**FRAGMENTO**
_ _ _ _ _

Las islas del más allá
Historias fantásticas y a veces sobrecogedoras de los pedazos de tierra más lejanos y minúsculos del planeta
Cuando los marineros ingleses naufragaron en la isla de St. Paul, en el océano Índico en 1871, encontraron que la isla tenía solo dos habitantes: el gobernador y el súbdito. Sonaba como una obra de Samuel Beckett. Había rumores de que se habían comido a la tercera persona y guardado los huesos en su pequeña casa”. Esta es una de las historias que más le ha gustado a la escritora alemana Judith Schalansky a la hora de escribir su hermoso, poético y a veces sobrecogedor Atlas de islas remotas (Nórdica Libros / Capitán Swing), que recoge historias fabulosas de los pedazos de tierras más lejanos y minúsculos del planeta.
Un libro muy útil para los viajeros de sillón, aquellos que no mueven el trasero de las mullidas comodidades de su hogar, a poder ser en bata y pantuflas, pero que viajan con la imaginación a través de los exóticos relatos que otros traen a sus manos desde los confines del planeta. No los subestimen: los viajeros de sillón suelen haber visto cosas que el resto de los simples mortales jamás podrían imaginar.

_ _ _ _ _

**LISTADO FACILITADO**
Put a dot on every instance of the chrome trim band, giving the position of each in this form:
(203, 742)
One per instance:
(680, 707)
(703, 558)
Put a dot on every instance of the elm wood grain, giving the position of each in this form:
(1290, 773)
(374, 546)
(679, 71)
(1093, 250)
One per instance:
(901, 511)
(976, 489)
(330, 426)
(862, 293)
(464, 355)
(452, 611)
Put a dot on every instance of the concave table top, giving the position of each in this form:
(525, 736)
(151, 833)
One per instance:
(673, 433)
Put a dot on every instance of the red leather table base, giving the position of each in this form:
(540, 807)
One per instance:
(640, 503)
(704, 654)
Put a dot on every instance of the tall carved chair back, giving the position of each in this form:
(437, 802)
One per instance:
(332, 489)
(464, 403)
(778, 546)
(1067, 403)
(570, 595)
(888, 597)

_ _ _ _ _

**QUÉ HARÁS**
1. Resume en dos oraciones el texto sobre islas remotas.
2. Copia de nuevo el texto sobre islas remotas desde "Un libro muy" hasta "jamás podrían imaginar.", ambos incluidos, poniendo "zapatillas de casa" en lugar de "pantuflas".
3. ¿Qué adjetivos acompañan al título Atlas de islas remotas en el texto sobre islas remotas? Escríbelos todos.

**RESPUESTAS**
1. La escritora alemana Judith Schalansky reúne en su Atlas de islas remotas historias fabulosas, y a veces sobrecogedoras, de las tierras más lejanas y pequeñas del planeta, como la de los marineros ingleses que naufragaron en la isla de St. Paul en 1871 y hallaron solo dos habitantes. El texto lo presenta como un libro muy útil para los viajeros de sillón, que recorren el mundo con la imaginación sin salir de su casa.

2.
Un libro muy útil para los viajeros de sillón, aquellos que no mueven el trasero de las mullidas comodidades de su hogar, a poder ser en bata y zapatillas de casa, pero que viajan con la imaginación a través de los exóticos relatos que otros traen a sus manos desde los confines del planeta. No los subestimen: los viajeros de sillón suelen haber visto cosas que el resto de los simples mortales jamás podrían imaginar.

3. hermoso, poético, sobrecogedor